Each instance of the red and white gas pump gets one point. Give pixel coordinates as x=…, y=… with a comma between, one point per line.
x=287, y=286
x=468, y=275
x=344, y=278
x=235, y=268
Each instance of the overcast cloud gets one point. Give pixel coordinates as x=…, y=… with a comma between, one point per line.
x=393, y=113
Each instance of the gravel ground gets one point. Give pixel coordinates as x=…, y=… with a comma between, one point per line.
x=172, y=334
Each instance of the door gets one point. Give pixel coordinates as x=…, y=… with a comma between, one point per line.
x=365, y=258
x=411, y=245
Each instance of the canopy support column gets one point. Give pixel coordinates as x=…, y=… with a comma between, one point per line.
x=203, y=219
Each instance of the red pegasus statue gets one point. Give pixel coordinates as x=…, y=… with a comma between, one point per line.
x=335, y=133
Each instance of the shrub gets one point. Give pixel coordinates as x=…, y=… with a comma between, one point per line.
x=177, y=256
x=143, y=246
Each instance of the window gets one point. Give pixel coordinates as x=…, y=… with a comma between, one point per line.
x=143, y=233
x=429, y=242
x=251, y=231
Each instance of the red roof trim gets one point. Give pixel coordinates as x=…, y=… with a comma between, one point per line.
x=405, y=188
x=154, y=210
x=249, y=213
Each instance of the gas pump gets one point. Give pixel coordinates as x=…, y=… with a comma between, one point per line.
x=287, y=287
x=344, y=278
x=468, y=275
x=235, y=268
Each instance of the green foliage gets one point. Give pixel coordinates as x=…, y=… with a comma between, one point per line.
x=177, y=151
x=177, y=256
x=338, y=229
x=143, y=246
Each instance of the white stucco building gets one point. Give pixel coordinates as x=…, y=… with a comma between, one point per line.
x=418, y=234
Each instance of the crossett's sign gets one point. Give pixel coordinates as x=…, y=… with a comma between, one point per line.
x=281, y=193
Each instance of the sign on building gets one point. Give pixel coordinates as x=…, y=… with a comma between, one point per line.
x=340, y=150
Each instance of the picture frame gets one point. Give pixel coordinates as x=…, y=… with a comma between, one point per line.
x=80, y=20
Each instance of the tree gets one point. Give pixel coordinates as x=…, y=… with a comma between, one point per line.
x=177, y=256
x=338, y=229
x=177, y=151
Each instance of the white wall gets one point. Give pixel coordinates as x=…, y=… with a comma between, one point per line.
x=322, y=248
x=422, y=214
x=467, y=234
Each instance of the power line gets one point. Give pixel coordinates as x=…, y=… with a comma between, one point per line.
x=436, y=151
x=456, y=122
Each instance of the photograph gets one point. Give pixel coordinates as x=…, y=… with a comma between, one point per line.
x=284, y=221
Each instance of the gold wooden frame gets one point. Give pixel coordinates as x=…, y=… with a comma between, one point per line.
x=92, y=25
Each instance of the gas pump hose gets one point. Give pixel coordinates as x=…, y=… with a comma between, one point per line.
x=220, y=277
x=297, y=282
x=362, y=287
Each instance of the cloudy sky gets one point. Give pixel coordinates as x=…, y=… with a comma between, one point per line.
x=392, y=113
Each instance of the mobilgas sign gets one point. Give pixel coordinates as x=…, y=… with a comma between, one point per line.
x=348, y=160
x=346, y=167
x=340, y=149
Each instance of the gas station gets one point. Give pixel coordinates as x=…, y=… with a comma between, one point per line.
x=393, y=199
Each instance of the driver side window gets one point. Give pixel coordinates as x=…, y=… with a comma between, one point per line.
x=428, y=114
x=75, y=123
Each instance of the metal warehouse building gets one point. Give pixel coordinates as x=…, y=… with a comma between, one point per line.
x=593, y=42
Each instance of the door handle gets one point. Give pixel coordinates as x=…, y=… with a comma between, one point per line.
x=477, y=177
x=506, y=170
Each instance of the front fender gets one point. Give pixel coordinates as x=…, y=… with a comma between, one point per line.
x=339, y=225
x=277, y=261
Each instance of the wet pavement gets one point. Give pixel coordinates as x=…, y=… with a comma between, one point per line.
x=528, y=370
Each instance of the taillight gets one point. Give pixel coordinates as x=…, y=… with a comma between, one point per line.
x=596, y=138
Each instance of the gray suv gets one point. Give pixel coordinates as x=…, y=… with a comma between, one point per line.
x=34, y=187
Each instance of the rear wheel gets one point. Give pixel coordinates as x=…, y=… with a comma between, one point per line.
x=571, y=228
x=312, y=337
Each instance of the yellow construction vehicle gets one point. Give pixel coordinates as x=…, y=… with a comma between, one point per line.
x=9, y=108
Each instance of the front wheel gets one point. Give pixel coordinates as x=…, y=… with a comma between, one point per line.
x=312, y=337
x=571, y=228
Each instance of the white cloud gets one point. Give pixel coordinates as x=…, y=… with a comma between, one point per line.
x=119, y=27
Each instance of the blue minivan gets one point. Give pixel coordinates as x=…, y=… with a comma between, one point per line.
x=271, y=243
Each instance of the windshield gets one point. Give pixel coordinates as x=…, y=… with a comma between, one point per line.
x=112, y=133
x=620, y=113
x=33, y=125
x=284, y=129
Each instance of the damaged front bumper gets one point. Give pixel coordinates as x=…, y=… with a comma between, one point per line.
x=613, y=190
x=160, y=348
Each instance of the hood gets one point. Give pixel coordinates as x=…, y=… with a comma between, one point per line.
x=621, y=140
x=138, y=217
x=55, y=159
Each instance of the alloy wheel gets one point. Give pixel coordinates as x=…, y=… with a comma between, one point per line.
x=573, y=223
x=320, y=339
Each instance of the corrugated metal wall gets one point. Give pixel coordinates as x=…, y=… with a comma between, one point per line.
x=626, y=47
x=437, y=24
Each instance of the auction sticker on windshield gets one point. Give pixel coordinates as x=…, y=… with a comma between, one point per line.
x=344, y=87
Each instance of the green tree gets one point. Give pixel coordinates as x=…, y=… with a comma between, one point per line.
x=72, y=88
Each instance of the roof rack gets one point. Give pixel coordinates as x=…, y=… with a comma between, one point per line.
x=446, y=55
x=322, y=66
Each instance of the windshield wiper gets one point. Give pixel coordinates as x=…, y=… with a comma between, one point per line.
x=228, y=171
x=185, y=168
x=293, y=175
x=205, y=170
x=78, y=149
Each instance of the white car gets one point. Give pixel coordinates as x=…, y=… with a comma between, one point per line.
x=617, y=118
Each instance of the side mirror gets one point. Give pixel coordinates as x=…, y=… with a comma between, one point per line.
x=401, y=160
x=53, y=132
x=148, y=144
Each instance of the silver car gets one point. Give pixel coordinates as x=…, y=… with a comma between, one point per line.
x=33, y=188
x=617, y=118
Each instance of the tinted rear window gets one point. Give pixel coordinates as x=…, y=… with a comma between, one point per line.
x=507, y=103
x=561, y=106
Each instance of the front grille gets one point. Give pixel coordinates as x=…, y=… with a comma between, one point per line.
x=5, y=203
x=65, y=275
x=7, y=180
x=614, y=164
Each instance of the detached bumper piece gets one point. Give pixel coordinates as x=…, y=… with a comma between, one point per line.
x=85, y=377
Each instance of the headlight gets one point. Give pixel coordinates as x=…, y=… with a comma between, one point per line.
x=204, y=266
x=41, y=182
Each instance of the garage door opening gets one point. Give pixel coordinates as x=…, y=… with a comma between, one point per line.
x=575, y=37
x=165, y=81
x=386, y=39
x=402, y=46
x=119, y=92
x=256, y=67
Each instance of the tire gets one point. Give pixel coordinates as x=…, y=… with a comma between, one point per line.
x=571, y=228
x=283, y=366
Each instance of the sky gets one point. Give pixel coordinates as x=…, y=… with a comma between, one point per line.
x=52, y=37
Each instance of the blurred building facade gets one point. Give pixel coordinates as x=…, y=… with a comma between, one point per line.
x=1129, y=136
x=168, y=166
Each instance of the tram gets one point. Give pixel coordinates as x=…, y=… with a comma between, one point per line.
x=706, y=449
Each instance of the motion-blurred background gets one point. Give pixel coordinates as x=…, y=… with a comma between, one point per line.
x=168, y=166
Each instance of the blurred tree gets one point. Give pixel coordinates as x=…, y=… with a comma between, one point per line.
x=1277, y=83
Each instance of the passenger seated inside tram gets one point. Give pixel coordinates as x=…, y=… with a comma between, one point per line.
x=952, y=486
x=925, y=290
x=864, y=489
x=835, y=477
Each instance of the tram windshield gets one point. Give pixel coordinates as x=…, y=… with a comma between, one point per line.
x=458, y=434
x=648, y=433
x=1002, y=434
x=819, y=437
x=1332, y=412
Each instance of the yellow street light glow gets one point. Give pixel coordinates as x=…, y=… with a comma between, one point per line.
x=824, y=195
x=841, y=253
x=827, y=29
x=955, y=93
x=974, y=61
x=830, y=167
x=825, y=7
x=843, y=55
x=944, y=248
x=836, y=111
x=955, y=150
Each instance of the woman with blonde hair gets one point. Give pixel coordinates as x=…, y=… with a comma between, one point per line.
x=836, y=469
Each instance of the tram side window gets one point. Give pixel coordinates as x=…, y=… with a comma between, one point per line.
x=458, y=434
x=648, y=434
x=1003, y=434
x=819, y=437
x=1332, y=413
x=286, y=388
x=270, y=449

━━━━━━━━━━

Reproduza, sem qualquer alteração, as linhas dos registros compreendidas entre a que contém "Each instance of the gas pump gets" e a que contém "x=362, y=287", incluindo ambas.

### [RESULTADO DA TAREFA]
Each instance of the gas pump gets one point. Give pixel coordinates as x=…, y=… with a comma between, one point per line.
x=287, y=287
x=344, y=278
x=468, y=275
x=235, y=268
Each instance of the green foliage gets one point. Give pixel coordinates as x=…, y=… with a comma between, one point per line.
x=177, y=151
x=177, y=256
x=338, y=229
x=143, y=246
Each instance of the white stucco building gets one point. Give pixel coordinates as x=…, y=… with a comma between, one point per line.
x=418, y=234
Each instance of the crossett's sign gets one point. Give pixel coordinates as x=…, y=… with a comma between, one point per line.
x=281, y=193
Each instance of the sign on building gets one point. Give pixel coordinates as x=…, y=… with a comma between, one point per line.
x=340, y=150
Each instance of the picture frame gets one point. Give pixel coordinates as x=…, y=… with a comma between, one point per line.
x=80, y=20
Each instance of the tree gets one point. Give pixel coordinates as x=…, y=… with a comma between, one point per line.
x=177, y=256
x=338, y=229
x=177, y=151
Each instance of the white wall gets one point. Give pixel coordinates as x=…, y=… with a comma between, one point per line.
x=322, y=248
x=422, y=214
x=467, y=234
Each instance of the power line gets one point. Give pixel coordinates as x=…, y=… with a comma between, one point per line.
x=436, y=151
x=456, y=122
Each instance of the photograph gets one point. Give pixel coordinates as x=…, y=… with a comma between, one point per line.
x=284, y=221
Each instance of the gold wooden frame gets one point. Give pixel coordinates as x=…, y=… with a comma between, one point per line.
x=92, y=25
Each instance of the gas pump hose gets one point. Give pixel coordinates as x=…, y=… with a comma between, one point per line.
x=220, y=277
x=297, y=282
x=362, y=287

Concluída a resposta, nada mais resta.